A team of scientists revealed that an experiment that released millions of genetically-modified mosquitoes into the wild to curb the populations of disease-carrying mosquitoes has backfired. A study revealed the genetic traits of the “super mosquitoes” have been passed on to the native species.

Over the course of more than two years, British biotech firm Oxitec released 450,000 genetically altered male mosquitoes every week in the city of Jacobina in Brazil. Before they were released, the mosquitoes were transgenically modified to carry a lethal gene designed to reduce the population of the native species.

The experiment was carried out in response to the city’s growing issue of mosquito-borne diseases such as yellow fever, Zika, dengue and chikungunya. Oxitec was hoping that the strain carried by its genetically modified mosquitoes would kill off the disease-carrying bugs in the city.

Unfortunately, a study conducted on the results of the experiment revealed that the lethal gene did not work as planned. According to the authors of the study, it did not kill off the offspring of the regular and genetically altered mosquitoes.

“The claim as that genes from the release strain would not get into the general population because offspring would die," Jeffrey Powell, the lead author of the study said in a statement. “That obviously was not what happened.”
= = = = =
**What you need to do**:
[a] According to the article on the mosquito experiment in Brazil, why was it claimed that genes from the release strain would not get into the general population? Answer in one to three sentences.
[b] Carry on the article about the genetically modified mosquito release in Brazil from the point where it stops.

Stored data entries:
= = = = =
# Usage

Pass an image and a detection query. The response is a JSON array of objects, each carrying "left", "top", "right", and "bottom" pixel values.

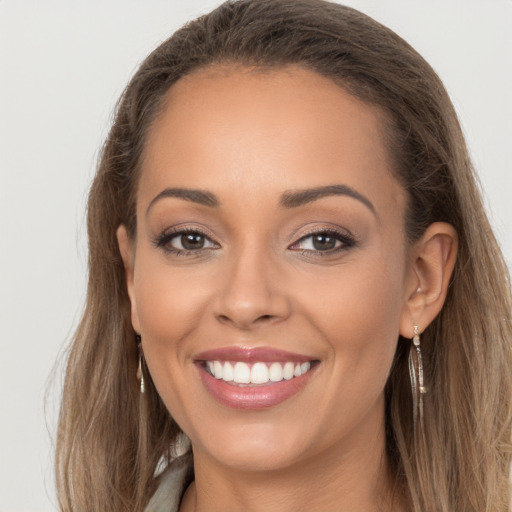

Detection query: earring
[
  {"left": 135, "top": 334, "right": 145, "bottom": 395},
  {"left": 409, "top": 325, "right": 427, "bottom": 424}
]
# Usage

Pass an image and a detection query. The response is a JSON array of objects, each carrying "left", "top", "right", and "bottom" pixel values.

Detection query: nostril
[{"left": 256, "top": 315, "right": 272, "bottom": 322}]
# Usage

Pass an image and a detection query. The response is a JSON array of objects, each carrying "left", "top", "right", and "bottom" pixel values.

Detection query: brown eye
= = = = =
**Exercise results**:
[a] It was claimed that the genes would not spread because the offspring of the released mosquitoes were supposed to die. The modified males carried a lethal gene meant to kill that offspring.

[b]
In addition to not dying, the new generation of mosquitos also displayed genetic traits that are similar to the transgenic mosquitoes. The unfavorable result of the experiment sparked fears that it could create a new breed of mosquitoes with genetic traits that might make them more resistant to current anti-mosquito solutions.

As these new generations of mosquitoes continue to breed, these genetic traits would be passed on in an unending cycle. For the authors of the study, the outcome of the experiment highlights the need to implement monitoring programs in order to identify possible unfavorable results.

“It is unclear how this may affect disease transmission or affect other efforts to control these dangerous vectors,” they explained. “These results highlight the importance of having in place a genetic monitoring program during such releases to detect unanticipated outcomes.”

The findings of the researchers regarding the experiment were presented in a new study published in the journal Nature.